REQUIREMENTS
#1 Count the lines of the listing that contain the word "mask", and reply with the number alone.
#2 Please pick up the letter to the president where it ends and keep writing it.

My (Required) Letter to the President

Dearest  Mr. Aquino,

As a legitimate citizen of this country and as a student of Sir. Benj  Barretto, there are six things I know to be true:

(i). Good governance is a product of the power of the people relayed to sovereign authority for the public good or value.

Long story short, we are called to be public servants. Because we are in need of a clean and good government to lead us into a better nation, the people of the Philippines have decided to transform their rights into specific people of the government in hopes that these people will share the burden of the responsibility in doing good governance. That means you and your minions, Mr. President. We are counting on YOU. A good governance composes of several things: an effective and efficient leadership towards the alleviation of poverty, which is the problem of the Philippines. It contains transparency and accountability of leaders towards transferability and sustainability of the government. Now I’m not saying that you’re not exactly doing it but there are several names in the government in power that are known to abuse their power and be corrupt to the point that they are not practicing good governance anymore. A good government heavily relies on its leaders and that is something we are lacking: good and responsible leaders who are indeed for the cause of the public good instead of merely themselves. There is a strong need to implement this point across all borders of the government and remove those corrupt officials to be replaced by those who work for the people. Remember that we were the givers of your power. Use it appropriately. Don’t be afraid to do what you’re tasked to do, even if it means discharging some people along the way.

STORED DATA
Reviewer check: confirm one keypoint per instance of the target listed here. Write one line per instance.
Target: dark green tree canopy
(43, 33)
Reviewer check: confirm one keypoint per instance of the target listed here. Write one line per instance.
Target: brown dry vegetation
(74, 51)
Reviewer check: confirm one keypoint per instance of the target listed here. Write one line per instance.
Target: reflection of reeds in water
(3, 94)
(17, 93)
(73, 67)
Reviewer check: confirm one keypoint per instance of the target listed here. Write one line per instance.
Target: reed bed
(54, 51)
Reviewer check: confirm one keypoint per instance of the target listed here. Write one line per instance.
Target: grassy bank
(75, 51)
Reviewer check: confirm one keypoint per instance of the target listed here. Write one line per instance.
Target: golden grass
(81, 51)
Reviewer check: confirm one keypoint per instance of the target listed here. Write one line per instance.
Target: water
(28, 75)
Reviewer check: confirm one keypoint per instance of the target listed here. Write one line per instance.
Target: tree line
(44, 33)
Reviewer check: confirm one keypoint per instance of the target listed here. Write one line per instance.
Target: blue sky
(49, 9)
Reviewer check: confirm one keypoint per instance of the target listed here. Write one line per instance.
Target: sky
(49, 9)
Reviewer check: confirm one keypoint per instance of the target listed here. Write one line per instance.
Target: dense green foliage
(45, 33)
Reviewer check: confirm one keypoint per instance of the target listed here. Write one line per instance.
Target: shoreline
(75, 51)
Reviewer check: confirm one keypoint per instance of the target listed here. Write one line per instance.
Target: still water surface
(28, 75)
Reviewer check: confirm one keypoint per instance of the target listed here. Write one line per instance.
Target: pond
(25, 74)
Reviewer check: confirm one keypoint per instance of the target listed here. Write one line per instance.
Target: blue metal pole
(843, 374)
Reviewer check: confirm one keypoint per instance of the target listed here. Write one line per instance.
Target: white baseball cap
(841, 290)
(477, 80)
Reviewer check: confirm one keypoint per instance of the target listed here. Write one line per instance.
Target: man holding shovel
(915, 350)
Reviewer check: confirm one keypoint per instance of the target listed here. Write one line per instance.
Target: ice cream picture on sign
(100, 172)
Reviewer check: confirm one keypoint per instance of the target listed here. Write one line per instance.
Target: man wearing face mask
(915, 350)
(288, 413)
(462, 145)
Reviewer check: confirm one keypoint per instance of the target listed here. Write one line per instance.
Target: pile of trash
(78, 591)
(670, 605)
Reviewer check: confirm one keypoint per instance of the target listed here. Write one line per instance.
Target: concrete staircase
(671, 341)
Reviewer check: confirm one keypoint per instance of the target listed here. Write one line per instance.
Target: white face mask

RESPONSES FOR EACH TASK
#1 2

#2
(ii). The state is a parent or guardian of the country.

This means you have to watch out for us as if we were your own children. Like any good parent who just wants what’s best for their children, you must do the same. This means that we, the public and the citizens of this country, are your top priorities. Not your undercover line of work, your career, your reputation, and certainly not the numbers of your income. Your main concern and responsibility is the people. Make sure your children are doing good, are happy, and are moving towards bright futures. At the same time, favoritism is not a good trait. A parent loves all his or her kids the same and this means that you cannot just focus on bettering the lives of only a few parts of the country and forgetting the rest. Reach out to everybody. Coordinate. Get personal. Maybe if you get to know the people you are actually serving instead of working up there on your pedestal, it’ll give you more passion and drive to better serve your people more quickly and efficiently. Be effective. And do not waste the hopefully ample amount of time given.

(iii). There are three fundamental powers of the state: where does it all go?

Given the rights of police power, power of taxation, and power of eminent domain, are they being used justly? In previous years, our taxes were raised but we didn’t know where they were going. Actually, in the end we found out they were being shoved into the pockets of corrupt officials. Let me remind you that you are the head of the state. No matter what you do (as long as it is just and righteous), your people will be behind you in support. Your powers—do not abuse, do not take them for granted, and do it for the people. Let it be for the good that resources are not wasted, social justice is achieved, and decision-making is righteous. Always for the people. Make sure your other minions pertain to that as well.

(iv). Politics are messy, complex, and unsightly.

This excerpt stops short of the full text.